Passage:

- - - -

OMG ... even the Soarer boys know what its all about!! 

Ok, I need to research on the web I think ... I dont feel quite so bad though as Matt looks an a$$ too because he doesnt have a clue either!

Dan
(Dima$$)


----------



## Mycroft (Apr 13, 2002)

Nitrogen...no moisture...spartan air.

Soarer boys...smarter than a shiny smart thing in shiny smart wrapping.


----------



## dan0h (Jul 26, 2002)

Uhh .. so thats something to do with the casting process? Or are you winding me up again?? 

*confusion*


----------



## Mycroft (Apr 13, 2002)

No, you fill the tyres with Nitrogen, it is a larger molecule and wont't pass thru the tyre carcass as readily as ordinary air and because the Nitrogen is 'dry' it keeps the pressure consistent, with a lot of moisture in the forecourt air (the condensate bulb is usually only emptied once a year) your tyres can behave oddly when very hot such as at trackdays.

I'll post a neat trick on how to get dry air into your tyres without having to go to a specialistt in a moment.


----------



## dan0h (Jul 26, 2002)

Why do I feel like a lab rat being experiemented on?  Spill the real beans Mycroft!!

Wait .. maybe that is the truth ... *further confusion*


----------



## Mycroft (Apr 13, 2002)

Why do I feel like a lab rat being experiemented on? LOL

It's the truth, 'onest *****'


----------



## Mycroft (Apr 13, 2002)

Now do you wanna know a neat trick to get the dry air without going to a specialist who'll charge you a fiver for it?


----------



## dan0h (Jul 26, 2002)

Ok so your not pullin' ma leg. I do seem to recall something from our racing days about filling tyres with Nitrogen... Thanks Mycroft, once again a light in the tunnel of confusion!! 

No longer confused.

The refilling trick would be most appreciated! 

Dan


----------



## Mycroft (Apr 13, 2002)

Go for a drive with the air con on cold, get the tyres hot, come home, park, get out and shut the drivers door behind you leaving the air con on cold and the car ticking over, jack the car up, take out the tyre valves, let all the hot air out, wait 3 minutes, then with the inflator in the drivers footwell and the dehumified air blowing on it, refit the valves and inflate.

- - - -

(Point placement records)
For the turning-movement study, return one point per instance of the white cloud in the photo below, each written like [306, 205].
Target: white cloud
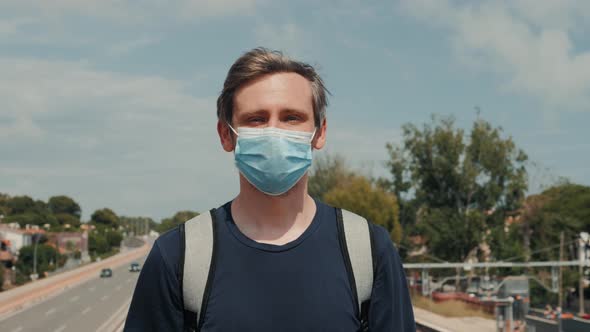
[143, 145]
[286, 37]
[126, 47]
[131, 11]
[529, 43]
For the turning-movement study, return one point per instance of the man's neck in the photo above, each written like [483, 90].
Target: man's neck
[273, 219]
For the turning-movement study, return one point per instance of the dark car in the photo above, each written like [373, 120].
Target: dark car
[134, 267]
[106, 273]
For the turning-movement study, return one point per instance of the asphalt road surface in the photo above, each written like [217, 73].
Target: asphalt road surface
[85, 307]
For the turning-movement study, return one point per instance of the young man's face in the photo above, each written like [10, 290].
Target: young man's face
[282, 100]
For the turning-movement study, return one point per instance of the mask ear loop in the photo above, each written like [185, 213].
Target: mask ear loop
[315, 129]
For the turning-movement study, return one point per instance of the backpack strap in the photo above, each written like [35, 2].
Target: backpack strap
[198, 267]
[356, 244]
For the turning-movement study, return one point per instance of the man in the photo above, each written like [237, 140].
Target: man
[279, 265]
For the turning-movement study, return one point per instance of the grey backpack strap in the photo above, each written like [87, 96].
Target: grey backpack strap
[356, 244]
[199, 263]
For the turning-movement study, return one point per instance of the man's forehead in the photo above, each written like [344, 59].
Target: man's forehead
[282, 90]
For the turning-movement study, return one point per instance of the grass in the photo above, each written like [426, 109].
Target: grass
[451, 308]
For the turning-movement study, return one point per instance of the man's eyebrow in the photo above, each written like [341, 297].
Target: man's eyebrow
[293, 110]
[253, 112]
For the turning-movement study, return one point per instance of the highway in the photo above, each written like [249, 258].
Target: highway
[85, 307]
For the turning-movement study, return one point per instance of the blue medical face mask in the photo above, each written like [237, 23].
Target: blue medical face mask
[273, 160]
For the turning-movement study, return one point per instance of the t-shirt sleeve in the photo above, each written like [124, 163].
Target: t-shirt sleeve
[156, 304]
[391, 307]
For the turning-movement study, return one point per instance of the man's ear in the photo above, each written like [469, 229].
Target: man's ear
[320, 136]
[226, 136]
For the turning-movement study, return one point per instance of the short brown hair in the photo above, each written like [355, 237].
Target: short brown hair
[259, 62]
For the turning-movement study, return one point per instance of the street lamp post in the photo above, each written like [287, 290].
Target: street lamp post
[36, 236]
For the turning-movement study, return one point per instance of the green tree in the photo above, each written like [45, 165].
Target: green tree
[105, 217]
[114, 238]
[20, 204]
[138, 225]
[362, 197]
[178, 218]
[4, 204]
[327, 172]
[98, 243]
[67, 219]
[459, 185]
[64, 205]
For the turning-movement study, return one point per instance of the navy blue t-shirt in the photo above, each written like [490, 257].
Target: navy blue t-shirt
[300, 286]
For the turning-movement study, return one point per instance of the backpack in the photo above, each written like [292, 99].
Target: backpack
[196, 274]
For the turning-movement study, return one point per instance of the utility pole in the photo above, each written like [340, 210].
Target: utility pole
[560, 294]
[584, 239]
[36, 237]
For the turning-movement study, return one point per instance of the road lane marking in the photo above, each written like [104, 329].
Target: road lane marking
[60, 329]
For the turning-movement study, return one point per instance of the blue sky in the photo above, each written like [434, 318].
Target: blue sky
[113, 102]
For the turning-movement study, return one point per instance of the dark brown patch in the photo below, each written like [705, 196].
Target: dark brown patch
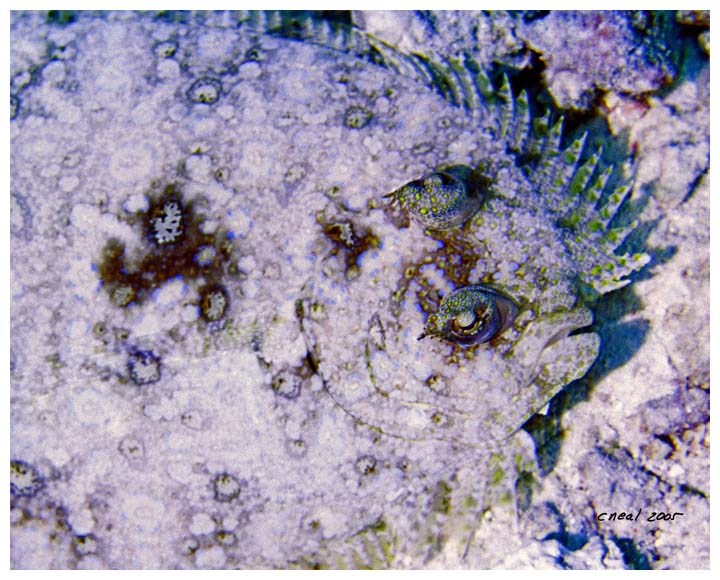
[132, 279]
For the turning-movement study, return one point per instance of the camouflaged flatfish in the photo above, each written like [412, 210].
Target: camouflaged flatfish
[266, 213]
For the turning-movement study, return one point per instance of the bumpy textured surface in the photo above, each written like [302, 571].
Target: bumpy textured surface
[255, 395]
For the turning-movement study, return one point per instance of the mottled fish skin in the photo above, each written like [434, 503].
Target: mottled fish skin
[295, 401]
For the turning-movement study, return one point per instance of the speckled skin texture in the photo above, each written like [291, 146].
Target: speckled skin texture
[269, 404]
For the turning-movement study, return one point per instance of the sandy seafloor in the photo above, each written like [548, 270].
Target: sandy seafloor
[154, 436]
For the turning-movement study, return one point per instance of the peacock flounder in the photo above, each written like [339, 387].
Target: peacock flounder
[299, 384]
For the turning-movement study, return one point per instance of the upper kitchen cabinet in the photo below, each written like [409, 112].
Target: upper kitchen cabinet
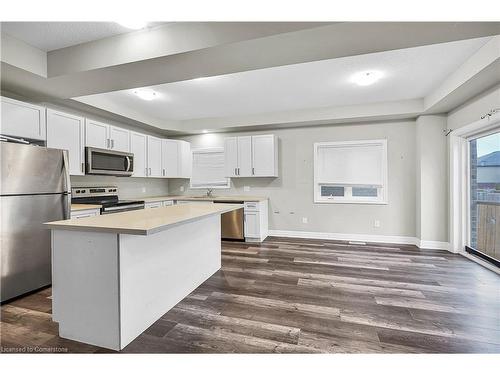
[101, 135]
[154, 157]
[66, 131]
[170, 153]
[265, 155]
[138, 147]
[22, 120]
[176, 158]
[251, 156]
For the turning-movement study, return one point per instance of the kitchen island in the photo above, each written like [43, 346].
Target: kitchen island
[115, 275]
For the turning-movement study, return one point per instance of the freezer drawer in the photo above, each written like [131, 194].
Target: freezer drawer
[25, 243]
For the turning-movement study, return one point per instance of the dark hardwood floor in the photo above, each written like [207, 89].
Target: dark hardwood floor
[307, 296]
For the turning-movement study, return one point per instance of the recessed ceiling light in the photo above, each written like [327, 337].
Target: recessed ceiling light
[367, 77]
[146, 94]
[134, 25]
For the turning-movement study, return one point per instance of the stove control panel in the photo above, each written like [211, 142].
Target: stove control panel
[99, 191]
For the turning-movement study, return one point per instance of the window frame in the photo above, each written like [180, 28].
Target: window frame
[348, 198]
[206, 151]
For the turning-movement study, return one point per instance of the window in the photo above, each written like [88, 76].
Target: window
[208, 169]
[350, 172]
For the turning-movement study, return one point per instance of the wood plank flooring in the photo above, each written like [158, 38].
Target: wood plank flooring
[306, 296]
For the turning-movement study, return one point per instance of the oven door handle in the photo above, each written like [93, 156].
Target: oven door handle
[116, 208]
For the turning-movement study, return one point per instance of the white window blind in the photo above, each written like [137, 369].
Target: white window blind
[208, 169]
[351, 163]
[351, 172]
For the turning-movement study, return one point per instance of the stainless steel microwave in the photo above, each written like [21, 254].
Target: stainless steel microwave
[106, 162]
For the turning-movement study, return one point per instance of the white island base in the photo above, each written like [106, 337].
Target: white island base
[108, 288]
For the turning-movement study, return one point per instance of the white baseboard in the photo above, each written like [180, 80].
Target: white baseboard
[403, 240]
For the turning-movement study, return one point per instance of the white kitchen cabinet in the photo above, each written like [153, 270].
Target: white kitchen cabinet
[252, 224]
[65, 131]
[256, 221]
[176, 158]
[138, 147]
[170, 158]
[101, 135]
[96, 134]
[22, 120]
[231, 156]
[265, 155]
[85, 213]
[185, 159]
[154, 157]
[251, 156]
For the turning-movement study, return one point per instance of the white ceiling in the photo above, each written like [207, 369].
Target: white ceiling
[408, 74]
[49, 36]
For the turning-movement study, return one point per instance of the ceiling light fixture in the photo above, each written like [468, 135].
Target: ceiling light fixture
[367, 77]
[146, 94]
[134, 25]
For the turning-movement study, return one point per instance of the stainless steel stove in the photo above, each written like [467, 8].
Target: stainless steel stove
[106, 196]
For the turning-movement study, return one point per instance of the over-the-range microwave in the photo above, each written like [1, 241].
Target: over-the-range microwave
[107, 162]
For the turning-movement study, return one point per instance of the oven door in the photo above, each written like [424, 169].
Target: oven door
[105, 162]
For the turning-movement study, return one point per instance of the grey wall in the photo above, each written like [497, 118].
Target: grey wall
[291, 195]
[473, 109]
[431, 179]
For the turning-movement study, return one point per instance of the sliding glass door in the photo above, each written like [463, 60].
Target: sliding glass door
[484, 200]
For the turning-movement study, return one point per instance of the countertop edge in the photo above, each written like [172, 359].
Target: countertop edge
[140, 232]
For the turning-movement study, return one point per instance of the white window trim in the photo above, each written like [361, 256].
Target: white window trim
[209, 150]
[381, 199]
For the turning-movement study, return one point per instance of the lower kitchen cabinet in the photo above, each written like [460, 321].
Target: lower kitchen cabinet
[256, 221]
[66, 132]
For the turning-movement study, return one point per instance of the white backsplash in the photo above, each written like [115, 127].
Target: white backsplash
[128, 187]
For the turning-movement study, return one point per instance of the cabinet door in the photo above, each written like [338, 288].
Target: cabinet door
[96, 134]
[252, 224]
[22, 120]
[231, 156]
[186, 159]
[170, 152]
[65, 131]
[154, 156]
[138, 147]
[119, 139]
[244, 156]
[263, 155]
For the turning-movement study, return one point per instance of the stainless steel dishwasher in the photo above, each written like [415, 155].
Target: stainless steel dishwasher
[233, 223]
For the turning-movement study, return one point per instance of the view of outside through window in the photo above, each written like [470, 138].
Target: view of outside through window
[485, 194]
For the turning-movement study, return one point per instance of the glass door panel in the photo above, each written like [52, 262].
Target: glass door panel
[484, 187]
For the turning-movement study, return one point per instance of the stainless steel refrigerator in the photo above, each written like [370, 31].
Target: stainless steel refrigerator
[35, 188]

- - - -

Set tasks:
**a)** Answer these questions about the thread on filling tires with nitrogen, one line each:
(i) According to Mycroft, what property of nitrogen keeps it from passing through the tire carcass as readily as ordinary air?
(ii) How often is the condensate bulb usually emptied?
(iii) How much does Mycroft say a specialist will charge for the dry air?
**b)** Write the next post in the thread on filling tires with nitrogen, continuing after its final post.

Expected outputs:
**a)**
(i) It is a larger molecule.
(ii) Usually only once a year.
(iii) A fiver.

**b)**
You now have dry air in your tyres which is at least 90% as good as the nitrogen and has cost you nowt but a bit of hassle, and better still once you have done this you can inlate the tyre with just your home inflator as per normal but with it sitting inn the Air conditioned footwell during the operation, that way you pay nothing to get it and you pay nothing to maintain it.

Remember 'smart shiny things in smart shiny wrappers'


----------



## dan0h (Jul 26, 2002)

Magnificent trick Mycroft!

I will never ever look at a Soarer driver in the same way again ... Infact thats my next choice of car I think, if the Skyline turns to poop 

Thanks dude, top tip!!

Cheers,

Dan


----------



## Guest (Nov 2, 2002)

There was this classic Benny Hill sketch:

Benny was walking down the road when he comes across a machine with a light flashing on top of it and a sign pointing to its slot saying 'Insert 50p' - so Benny does insert 50p and the machine does nothing.

Benny walks off bemused.


----------



## Mycroft (Apr 13, 2002)

My Soarer.










There you are Danoh, thats my baby.

Royal Emerald Pearl


----------



## dan0h (Jul 26, 2002)

lol Senna .. I think I've seen that sketch!!

PHOOARRRR Mycrofts motor... I know saying this probably isnt the done thing on the Skyline register, but thats probably the best looking Japanese car I've ever seen 

Ok so the Skylines are more "brutal" looking, but the soarer looks like its doing 200 Mph even standing still... What a fine machine, good on ya Mycroft, miles better than the Supra for sure...

I think I'll settle by saying I have an equal lurrve for Soarers and Skylines 

Cheers,

Dan


----------



## Mycroft (Apr 13, 2002)

Cheers matey   

It was love at first sight for me.

I think it is the most 'un-japanese' car to have been made there, the car was designed by an American trained at Pininfarina, the first Toyota ever to be designed 'out of house', it is wonderfully discrete and to my eye a design classic, the man who designed the DB7 saw the Soarer in '92 and scrapped the original drawings for the '7' and penned the model you see running about now, the 'pre-Soarer' DB7 looked bloody awful. 

They did a few in Royal Sapphire Pearl, very rare 50 in the whole World, Mind you there are only 50 in the Metallic Emerald Pearl there are also 50 Metallic Ruby Pearls out there.


----------



## dan0h (Jul 26, 2002)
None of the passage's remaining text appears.